→ MATERIAL SUPPLIED:

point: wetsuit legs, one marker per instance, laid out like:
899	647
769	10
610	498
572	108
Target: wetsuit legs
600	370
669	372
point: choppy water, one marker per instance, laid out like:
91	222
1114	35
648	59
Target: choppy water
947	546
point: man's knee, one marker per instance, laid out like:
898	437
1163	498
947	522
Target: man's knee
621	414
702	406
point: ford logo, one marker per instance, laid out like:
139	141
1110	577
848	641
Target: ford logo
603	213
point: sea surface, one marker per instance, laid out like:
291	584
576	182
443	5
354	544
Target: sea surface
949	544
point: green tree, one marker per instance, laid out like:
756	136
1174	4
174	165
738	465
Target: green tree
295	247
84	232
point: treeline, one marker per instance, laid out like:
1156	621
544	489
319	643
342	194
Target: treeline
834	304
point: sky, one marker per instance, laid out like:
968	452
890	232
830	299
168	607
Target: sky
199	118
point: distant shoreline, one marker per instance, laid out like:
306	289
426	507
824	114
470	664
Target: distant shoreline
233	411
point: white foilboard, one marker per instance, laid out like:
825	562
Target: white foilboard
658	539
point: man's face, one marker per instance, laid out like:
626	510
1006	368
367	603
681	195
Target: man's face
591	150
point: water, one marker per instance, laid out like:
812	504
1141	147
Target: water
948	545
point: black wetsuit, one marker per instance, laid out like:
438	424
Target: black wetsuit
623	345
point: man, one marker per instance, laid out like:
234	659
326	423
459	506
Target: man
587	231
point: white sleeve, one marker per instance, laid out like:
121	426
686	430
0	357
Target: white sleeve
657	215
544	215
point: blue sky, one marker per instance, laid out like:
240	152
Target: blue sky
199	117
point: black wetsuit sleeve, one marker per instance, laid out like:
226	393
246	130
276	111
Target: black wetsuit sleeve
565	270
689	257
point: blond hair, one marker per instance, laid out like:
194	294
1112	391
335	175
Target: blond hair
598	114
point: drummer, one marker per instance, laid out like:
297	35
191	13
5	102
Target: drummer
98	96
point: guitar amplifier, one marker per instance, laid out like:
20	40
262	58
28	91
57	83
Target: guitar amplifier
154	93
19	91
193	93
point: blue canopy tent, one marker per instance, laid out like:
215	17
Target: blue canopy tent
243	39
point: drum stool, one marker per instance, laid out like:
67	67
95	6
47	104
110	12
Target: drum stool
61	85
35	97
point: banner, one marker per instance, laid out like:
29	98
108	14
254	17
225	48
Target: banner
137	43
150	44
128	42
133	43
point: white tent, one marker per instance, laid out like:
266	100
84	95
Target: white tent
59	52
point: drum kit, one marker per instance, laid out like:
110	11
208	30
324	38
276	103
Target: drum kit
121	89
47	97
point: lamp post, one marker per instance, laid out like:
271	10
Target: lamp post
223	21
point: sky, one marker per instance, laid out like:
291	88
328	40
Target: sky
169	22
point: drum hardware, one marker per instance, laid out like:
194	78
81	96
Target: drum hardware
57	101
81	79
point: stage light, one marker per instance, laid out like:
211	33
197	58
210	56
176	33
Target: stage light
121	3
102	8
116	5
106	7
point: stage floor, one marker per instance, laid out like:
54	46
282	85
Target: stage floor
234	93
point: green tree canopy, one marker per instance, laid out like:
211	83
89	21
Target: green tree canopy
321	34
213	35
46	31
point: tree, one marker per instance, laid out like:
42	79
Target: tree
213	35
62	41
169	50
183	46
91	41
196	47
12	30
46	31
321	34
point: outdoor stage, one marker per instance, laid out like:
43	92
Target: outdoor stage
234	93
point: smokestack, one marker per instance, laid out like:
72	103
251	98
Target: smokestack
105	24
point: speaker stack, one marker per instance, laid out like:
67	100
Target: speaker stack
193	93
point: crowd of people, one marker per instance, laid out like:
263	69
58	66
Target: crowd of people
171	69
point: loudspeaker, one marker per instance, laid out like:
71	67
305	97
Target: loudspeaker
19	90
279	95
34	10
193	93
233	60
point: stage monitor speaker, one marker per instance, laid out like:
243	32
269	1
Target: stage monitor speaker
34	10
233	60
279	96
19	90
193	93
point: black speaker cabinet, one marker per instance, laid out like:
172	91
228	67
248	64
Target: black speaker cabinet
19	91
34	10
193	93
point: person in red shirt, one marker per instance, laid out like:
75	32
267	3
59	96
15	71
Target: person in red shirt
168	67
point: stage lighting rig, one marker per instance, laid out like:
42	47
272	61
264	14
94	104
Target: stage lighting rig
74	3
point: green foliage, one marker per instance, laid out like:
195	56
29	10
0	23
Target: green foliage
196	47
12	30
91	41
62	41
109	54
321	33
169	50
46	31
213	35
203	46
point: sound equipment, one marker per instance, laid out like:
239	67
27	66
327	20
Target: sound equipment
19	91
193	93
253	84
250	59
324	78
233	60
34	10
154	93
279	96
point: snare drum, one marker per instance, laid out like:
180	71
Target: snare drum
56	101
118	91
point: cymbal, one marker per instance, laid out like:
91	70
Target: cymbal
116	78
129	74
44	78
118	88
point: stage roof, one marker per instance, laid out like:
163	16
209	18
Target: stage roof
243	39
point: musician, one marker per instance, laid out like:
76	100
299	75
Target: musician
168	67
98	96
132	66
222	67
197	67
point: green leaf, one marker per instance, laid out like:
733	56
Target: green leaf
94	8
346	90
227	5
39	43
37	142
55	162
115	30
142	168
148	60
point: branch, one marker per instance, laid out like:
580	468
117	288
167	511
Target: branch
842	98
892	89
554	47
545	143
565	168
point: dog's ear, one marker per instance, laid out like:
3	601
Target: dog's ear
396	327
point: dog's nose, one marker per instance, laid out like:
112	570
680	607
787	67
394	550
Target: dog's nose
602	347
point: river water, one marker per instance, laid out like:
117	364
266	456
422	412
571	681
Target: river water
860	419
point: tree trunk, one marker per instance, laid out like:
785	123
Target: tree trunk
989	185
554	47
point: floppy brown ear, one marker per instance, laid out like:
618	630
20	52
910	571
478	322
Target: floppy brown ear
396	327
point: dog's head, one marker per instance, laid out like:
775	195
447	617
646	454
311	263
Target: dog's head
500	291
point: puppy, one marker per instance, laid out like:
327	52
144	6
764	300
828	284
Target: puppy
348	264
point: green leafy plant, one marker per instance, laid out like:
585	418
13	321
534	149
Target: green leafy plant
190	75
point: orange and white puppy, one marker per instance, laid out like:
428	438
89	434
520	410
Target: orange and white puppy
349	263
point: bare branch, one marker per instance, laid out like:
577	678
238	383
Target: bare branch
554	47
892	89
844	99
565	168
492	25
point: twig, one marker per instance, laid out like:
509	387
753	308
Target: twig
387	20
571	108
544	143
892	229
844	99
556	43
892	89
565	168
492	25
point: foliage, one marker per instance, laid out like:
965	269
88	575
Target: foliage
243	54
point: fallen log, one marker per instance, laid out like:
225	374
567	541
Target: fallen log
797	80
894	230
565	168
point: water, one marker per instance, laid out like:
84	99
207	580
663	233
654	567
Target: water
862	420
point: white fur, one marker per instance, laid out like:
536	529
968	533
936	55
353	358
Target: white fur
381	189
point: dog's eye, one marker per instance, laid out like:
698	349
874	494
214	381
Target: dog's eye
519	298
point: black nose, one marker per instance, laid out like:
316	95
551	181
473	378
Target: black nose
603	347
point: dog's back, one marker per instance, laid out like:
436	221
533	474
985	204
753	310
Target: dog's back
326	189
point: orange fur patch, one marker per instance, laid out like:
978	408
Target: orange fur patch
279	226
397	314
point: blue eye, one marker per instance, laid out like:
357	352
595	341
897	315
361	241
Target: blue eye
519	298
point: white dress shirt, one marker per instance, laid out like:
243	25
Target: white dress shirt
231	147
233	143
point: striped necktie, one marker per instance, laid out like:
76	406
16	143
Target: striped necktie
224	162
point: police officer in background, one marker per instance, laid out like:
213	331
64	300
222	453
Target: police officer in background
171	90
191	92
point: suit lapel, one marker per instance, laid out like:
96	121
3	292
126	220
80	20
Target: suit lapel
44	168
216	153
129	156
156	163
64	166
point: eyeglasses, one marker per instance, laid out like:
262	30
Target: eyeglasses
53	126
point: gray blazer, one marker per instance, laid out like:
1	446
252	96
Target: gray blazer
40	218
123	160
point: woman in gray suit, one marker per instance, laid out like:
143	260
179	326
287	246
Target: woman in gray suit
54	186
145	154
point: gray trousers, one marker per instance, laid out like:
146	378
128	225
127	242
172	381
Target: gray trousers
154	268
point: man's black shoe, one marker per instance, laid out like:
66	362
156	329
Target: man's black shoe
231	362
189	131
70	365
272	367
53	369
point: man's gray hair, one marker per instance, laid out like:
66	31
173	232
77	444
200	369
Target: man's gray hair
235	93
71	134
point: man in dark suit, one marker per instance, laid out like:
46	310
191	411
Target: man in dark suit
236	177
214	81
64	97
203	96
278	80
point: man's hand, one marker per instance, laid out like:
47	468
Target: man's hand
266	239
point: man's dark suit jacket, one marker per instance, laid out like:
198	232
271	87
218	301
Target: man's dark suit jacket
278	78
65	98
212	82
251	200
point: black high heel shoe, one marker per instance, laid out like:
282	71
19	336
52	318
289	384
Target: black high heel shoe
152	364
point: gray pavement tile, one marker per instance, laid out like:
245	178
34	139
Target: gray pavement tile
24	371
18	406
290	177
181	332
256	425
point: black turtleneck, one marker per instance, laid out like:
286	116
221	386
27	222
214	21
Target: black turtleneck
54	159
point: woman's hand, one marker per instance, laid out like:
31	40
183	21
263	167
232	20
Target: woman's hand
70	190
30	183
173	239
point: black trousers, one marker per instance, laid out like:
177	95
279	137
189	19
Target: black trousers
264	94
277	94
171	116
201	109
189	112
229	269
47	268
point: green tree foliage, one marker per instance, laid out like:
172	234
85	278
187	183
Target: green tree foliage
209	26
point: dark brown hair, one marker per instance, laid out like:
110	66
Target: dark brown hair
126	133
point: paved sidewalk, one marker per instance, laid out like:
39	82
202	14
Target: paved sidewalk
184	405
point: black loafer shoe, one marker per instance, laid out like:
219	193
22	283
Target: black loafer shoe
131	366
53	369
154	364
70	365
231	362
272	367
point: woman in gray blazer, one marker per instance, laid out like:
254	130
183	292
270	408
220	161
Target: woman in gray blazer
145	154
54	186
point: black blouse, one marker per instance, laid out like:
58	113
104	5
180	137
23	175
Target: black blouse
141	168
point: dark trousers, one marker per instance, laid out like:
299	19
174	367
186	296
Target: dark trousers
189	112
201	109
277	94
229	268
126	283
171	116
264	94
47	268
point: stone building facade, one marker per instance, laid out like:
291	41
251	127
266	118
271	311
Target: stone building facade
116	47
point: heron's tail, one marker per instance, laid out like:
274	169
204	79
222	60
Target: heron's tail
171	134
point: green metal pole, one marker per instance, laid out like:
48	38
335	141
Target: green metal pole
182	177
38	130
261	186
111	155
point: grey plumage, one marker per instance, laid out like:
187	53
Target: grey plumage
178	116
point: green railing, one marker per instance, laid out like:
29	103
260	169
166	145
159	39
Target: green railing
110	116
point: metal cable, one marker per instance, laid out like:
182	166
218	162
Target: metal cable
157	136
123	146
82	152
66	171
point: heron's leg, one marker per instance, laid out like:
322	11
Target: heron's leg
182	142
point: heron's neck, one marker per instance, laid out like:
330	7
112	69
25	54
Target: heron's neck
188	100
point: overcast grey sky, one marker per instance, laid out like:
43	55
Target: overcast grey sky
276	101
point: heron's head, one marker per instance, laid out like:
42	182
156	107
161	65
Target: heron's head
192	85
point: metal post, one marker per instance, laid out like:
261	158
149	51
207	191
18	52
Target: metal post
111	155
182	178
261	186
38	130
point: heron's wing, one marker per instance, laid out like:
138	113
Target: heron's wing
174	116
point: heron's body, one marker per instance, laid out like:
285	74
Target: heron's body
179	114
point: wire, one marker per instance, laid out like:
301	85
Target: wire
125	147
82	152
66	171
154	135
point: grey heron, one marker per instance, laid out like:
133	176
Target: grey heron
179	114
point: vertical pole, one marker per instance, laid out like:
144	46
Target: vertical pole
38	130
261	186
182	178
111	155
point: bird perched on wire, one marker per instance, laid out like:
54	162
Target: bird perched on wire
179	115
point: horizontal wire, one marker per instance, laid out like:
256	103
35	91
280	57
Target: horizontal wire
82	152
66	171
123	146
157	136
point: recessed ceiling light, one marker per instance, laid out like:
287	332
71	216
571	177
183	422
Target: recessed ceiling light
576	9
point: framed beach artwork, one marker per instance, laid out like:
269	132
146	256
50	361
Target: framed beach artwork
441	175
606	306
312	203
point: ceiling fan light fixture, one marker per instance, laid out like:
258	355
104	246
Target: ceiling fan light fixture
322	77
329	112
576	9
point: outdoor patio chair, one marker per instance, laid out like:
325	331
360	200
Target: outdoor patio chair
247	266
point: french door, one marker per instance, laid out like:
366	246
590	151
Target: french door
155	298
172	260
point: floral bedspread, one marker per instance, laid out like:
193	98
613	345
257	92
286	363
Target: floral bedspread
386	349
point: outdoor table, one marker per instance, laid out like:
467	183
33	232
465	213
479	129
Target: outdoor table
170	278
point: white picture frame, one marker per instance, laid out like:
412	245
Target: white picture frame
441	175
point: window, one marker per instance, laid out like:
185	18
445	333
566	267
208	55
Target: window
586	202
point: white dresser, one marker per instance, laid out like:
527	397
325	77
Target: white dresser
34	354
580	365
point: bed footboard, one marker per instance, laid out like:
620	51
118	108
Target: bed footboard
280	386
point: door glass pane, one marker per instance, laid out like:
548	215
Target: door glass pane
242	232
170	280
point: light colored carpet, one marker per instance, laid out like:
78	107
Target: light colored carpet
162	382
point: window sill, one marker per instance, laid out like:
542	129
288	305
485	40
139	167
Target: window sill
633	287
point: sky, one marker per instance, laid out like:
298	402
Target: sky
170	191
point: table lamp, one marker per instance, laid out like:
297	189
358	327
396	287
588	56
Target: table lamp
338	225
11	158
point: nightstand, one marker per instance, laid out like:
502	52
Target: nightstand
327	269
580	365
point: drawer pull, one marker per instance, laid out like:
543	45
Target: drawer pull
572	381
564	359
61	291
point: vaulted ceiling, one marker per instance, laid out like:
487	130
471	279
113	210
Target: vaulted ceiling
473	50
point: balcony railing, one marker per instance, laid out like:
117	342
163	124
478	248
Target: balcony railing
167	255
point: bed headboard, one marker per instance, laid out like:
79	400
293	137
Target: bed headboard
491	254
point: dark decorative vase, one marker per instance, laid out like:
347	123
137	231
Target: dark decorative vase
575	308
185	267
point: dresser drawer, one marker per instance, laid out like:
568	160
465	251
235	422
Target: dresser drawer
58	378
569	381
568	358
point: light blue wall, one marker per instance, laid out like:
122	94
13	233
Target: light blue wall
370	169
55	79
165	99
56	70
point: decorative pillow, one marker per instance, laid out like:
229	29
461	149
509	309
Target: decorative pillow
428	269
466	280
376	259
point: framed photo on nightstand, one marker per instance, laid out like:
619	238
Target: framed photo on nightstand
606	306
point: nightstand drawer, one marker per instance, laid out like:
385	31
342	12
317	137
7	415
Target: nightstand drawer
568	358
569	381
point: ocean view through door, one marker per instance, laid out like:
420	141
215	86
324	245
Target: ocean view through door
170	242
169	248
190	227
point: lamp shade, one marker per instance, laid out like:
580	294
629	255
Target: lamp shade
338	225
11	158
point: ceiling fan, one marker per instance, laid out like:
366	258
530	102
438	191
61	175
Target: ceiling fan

→ TASK TO CARRY OUT:
Give the lines again from the one with "point: ceiling fan, one" through the end of the entries, switching "ceiling fan" to "overhead fan" and leaving everything else the same.

→ OUTPUT OF THE EXERCISE:
point: overhead fan, one marker per instance, laid out like:
366	258
530	102
438	191
61	175
Target: overhead fan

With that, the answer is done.